--- START ---

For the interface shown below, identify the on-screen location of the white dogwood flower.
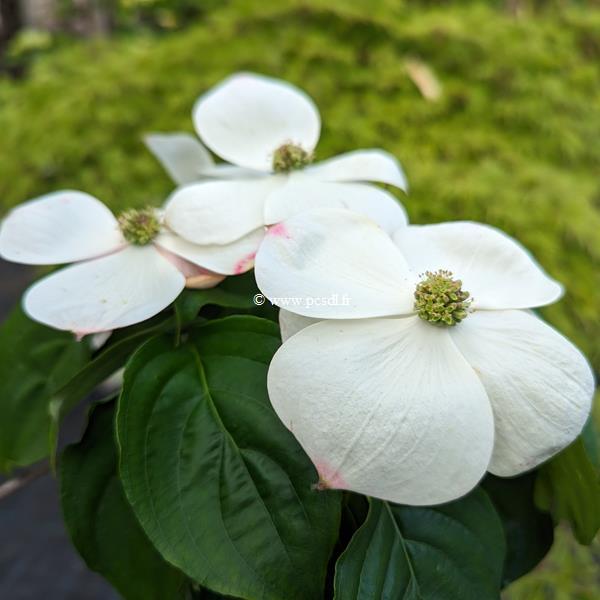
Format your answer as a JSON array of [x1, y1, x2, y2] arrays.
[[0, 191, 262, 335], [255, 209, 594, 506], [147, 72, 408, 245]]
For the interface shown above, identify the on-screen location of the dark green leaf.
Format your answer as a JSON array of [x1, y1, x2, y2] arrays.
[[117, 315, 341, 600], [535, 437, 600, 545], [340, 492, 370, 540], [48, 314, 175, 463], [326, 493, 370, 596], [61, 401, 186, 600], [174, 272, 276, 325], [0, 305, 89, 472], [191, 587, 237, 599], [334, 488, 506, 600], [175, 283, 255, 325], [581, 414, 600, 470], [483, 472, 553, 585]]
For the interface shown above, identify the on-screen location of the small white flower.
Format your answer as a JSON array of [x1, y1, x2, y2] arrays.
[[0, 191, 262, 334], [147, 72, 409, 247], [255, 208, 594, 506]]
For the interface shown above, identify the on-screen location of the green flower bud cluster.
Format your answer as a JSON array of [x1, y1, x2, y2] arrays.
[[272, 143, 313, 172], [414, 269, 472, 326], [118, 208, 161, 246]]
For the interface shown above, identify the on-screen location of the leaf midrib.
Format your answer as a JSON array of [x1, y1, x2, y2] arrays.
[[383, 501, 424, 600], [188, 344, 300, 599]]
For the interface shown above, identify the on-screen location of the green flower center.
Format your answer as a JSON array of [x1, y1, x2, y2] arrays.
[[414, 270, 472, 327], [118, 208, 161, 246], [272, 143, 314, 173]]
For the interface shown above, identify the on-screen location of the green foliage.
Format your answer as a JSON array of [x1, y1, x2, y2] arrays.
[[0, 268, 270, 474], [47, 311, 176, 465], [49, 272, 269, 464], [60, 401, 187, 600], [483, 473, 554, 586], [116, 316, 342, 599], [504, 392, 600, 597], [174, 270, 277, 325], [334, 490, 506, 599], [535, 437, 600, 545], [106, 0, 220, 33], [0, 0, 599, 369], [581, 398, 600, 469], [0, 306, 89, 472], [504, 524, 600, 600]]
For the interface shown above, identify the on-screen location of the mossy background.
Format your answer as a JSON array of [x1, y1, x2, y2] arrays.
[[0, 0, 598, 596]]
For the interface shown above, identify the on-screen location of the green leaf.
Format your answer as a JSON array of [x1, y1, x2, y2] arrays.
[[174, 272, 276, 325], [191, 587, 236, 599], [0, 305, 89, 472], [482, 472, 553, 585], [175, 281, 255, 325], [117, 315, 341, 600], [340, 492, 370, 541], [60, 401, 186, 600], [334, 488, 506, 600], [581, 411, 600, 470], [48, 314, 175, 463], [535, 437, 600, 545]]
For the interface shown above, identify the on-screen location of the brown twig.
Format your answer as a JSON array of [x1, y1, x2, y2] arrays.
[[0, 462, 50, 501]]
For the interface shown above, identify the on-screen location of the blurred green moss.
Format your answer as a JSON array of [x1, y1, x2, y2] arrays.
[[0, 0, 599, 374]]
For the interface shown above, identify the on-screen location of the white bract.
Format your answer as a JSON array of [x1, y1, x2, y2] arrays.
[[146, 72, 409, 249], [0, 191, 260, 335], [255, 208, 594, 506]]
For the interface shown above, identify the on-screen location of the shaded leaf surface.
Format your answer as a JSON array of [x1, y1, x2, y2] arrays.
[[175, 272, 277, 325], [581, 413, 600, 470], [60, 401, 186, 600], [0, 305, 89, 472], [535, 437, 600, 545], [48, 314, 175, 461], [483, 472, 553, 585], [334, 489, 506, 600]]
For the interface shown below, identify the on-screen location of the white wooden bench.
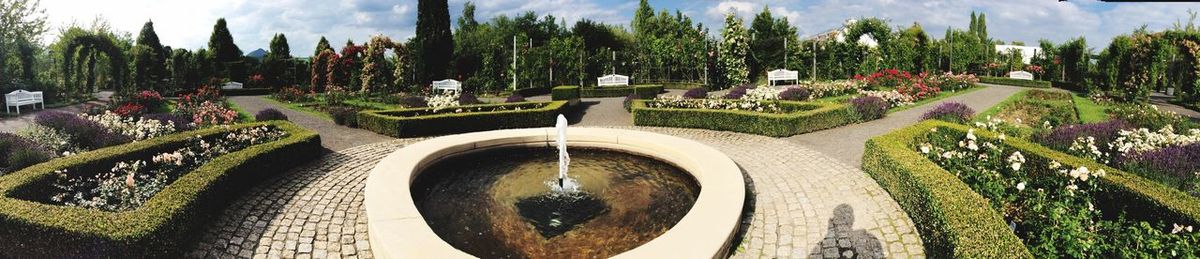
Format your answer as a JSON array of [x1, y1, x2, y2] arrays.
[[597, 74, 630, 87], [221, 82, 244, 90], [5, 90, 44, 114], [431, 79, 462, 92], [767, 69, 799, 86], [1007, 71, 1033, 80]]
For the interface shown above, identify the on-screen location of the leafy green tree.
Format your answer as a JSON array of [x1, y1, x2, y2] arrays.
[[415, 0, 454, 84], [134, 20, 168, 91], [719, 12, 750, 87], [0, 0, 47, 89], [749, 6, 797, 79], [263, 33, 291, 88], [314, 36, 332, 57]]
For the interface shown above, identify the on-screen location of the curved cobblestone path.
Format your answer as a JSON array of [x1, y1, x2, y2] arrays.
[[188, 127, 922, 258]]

--- END ---
--- START ---

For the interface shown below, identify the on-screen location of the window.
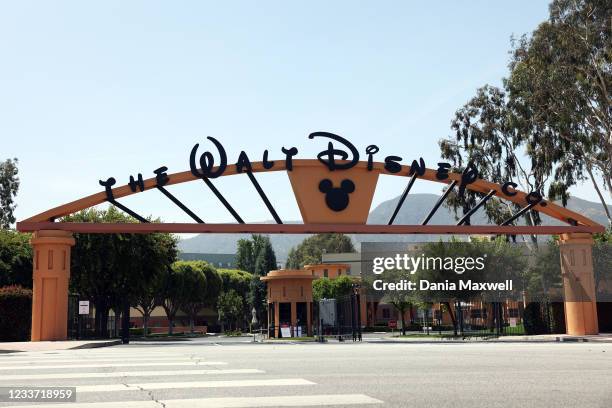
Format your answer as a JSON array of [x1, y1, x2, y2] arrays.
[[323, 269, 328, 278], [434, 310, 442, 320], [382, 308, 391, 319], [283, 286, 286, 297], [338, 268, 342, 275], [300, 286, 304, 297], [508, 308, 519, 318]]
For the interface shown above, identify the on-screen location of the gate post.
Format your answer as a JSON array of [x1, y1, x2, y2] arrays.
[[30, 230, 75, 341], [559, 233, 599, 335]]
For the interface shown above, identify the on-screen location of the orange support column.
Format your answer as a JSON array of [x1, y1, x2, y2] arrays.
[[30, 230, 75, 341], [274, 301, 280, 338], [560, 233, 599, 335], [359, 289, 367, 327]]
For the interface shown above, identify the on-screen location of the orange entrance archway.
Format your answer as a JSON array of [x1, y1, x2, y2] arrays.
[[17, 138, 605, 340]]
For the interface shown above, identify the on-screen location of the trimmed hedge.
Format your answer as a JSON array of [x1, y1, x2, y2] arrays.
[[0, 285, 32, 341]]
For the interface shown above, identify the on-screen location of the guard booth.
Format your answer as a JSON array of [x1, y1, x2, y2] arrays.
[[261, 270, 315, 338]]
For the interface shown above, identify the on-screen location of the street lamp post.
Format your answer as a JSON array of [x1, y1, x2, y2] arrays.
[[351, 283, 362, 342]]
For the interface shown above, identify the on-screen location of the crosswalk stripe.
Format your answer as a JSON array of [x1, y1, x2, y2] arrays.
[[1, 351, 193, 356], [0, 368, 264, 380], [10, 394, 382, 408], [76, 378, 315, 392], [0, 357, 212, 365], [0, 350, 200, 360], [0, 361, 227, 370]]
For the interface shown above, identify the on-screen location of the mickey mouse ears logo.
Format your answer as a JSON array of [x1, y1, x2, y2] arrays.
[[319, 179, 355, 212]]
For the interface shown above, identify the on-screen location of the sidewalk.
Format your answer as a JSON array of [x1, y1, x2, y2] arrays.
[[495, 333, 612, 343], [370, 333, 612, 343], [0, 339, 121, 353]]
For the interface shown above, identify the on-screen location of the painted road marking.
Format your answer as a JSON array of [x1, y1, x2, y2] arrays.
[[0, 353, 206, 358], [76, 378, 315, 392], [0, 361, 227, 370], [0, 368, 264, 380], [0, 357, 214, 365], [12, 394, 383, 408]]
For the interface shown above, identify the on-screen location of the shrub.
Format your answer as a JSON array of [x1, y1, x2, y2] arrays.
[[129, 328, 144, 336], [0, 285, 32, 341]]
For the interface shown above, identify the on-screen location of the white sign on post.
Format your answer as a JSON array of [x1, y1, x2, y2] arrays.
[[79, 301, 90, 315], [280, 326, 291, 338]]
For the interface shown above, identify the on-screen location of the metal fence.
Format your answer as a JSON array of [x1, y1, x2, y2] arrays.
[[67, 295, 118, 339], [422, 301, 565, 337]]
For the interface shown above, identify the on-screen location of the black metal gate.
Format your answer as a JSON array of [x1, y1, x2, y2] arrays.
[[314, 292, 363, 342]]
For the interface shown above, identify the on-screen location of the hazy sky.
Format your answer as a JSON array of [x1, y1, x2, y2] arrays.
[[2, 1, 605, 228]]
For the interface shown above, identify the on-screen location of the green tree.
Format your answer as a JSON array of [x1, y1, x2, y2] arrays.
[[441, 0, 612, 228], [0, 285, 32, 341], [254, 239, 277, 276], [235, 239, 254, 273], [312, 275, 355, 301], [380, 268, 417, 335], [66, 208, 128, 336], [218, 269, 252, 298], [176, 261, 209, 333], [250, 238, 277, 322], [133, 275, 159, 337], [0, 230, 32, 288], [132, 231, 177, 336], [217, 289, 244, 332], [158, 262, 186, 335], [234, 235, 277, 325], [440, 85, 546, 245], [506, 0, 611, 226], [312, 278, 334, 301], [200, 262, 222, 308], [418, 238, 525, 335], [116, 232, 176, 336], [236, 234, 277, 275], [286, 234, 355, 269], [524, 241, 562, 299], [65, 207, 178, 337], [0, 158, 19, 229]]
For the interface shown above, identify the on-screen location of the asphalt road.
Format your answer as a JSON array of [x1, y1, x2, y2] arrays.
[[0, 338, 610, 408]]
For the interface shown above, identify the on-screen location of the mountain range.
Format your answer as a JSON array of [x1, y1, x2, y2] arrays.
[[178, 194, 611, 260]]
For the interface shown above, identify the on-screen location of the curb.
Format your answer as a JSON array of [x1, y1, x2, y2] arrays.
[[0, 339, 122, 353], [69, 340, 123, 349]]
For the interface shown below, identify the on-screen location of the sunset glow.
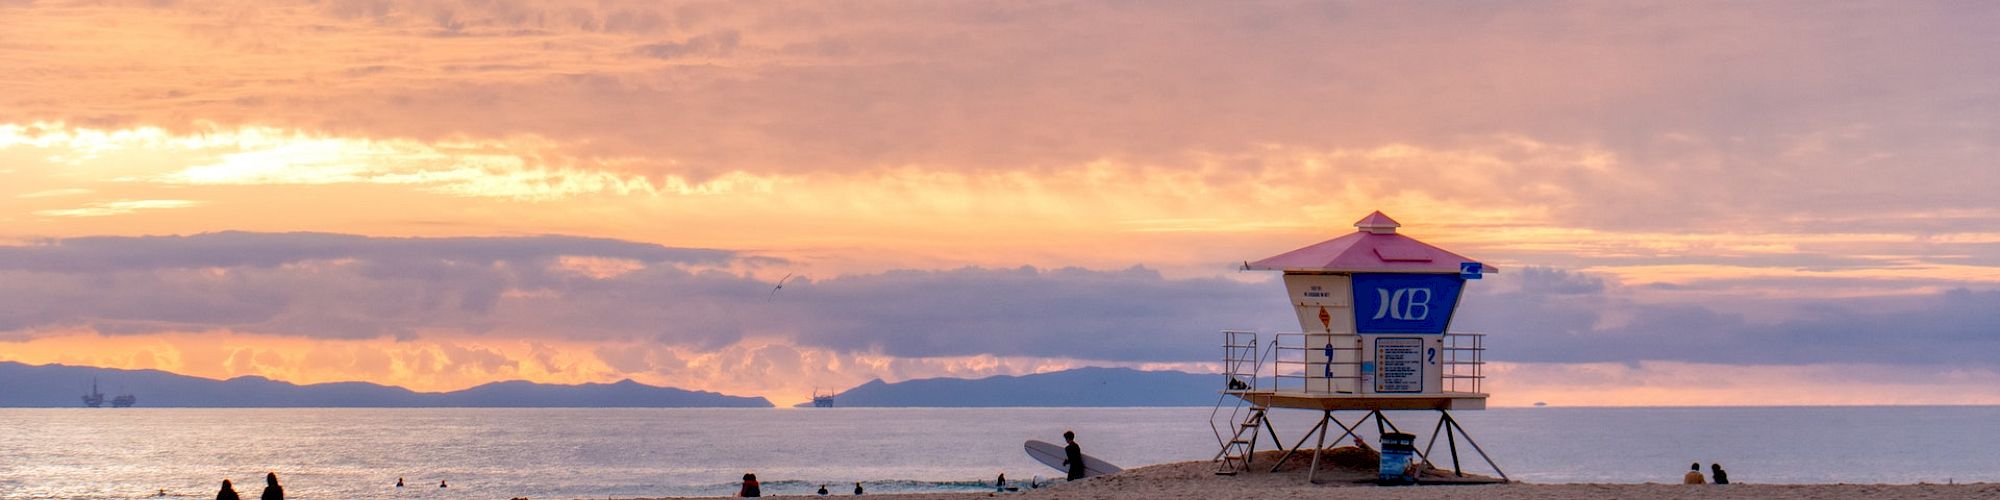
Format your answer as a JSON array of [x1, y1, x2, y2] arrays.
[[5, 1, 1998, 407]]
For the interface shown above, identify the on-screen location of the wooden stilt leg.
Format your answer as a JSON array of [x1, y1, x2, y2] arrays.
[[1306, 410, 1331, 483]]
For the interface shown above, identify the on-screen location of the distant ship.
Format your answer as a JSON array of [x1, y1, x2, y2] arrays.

--- END ---

Show every line in the listing above that carries the word "orange".

For the interface shown above, identify the on-screen location of the orange support column.
For the interface shown above, identify the on-screen location of the orange entrance archway.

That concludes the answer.